**WHAT YOU NEED TO DO**.
A - In the passage about Mary and Bothwell, who was the brother of Bothwell's first wife?
B - Count the lines of the entries that contain the string "pool", and give only the number.

**DOCUMENT PASSAGE**.
* * *

This last fact is no less singular than it is important. It seems
distinctly to imply, that though Bothwell was divorced from his first
wife, and that though her brother, the Earl of Huntly, had given his
consent to the divorce, yet that in reality, the dissolution of the
marriage was, on the part of Bothwell, merely pro forma, to enable him
to prosecute his scheme of ambition, that his attachment to the Lady Jane
Gordon continued unabated, and that if Mary had ever loved him, she must
have loved him, knowing that he did not return her affection. No wonder
that under such an accumulation of miseries--the suspicion with which she
was regarded by foreign courts,--the ready hatred of many of her more
bigoted Presbyterian subjects,--the dependence, almost amounting to a
state of bondage, in which she was kept,--and the brutal treatment she
experienced from her worthless husband,--no wonder that Mary was heard, in
moments almost of distraction, to express an intention of committing
suicide. Her heart was broken,--her prospects were blighted,--her
honour, which was dearer to her than life, was doubted. She was a Queen
without the command of her subjects,--a wife without the love of her
husband. The humblest peasant in Scotland was more to be envied than the
last daughter of the royal line.

* * *

Data extracted from a collection
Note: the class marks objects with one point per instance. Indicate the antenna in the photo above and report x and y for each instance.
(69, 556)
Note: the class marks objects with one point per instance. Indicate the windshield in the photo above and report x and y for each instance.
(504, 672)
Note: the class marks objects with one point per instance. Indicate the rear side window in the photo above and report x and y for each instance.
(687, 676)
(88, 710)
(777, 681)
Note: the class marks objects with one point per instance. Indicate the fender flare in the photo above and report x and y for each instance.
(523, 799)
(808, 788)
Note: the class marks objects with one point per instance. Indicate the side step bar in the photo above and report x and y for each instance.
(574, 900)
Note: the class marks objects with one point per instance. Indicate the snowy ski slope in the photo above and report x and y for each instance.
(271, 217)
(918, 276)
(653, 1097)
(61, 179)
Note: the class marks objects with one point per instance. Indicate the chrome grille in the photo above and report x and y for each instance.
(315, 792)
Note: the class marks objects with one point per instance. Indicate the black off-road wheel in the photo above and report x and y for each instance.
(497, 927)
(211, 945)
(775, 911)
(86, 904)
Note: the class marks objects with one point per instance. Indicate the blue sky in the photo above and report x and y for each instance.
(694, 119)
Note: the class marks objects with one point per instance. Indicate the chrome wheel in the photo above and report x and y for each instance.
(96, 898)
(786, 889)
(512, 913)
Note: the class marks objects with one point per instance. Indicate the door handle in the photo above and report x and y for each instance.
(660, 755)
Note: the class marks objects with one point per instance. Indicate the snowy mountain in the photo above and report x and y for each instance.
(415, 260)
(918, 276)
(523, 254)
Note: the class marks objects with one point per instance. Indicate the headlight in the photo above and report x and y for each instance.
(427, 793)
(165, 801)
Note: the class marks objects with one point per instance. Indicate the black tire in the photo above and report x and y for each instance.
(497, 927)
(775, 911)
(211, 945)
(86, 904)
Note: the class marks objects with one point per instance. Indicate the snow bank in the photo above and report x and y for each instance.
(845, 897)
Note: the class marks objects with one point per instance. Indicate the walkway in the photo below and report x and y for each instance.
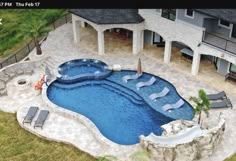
(60, 46)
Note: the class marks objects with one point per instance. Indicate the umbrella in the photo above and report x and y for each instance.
(139, 70)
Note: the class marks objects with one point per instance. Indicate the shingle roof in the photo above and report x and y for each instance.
(225, 14)
(109, 16)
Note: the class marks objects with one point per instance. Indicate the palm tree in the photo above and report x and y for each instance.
(202, 103)
(36, 29)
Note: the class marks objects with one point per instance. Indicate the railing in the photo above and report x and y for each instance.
(219, 42)
(23, 52)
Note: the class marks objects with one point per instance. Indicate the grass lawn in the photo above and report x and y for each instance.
(11, 37)
(17, 144)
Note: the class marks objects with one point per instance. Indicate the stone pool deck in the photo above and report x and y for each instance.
(60, 46)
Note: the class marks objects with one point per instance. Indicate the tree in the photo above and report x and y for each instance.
(202, 103)
(36, 29)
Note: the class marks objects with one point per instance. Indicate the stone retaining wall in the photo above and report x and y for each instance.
(20, 68)
(200, 147)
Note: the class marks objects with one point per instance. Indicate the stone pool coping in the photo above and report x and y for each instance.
(82, 119)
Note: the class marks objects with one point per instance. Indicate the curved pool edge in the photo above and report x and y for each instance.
(146, 101)
(81, 118)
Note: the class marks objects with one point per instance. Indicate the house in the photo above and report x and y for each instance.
(199, 33)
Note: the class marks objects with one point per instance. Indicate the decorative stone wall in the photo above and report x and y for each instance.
(199, 147)
(172, 30)
(20, 68)
(183, 32)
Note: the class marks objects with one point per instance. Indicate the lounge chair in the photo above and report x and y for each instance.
(176, 105)
(147, 83)
(30, 114)
(164, 92)
(128, 77)
(41, 118)
(222, 104)
(220, 95)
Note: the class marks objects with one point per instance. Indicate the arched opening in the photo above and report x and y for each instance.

* * *

**PER-TASK OUTPUTS**.
A - The Earl of Huntly.

B - 3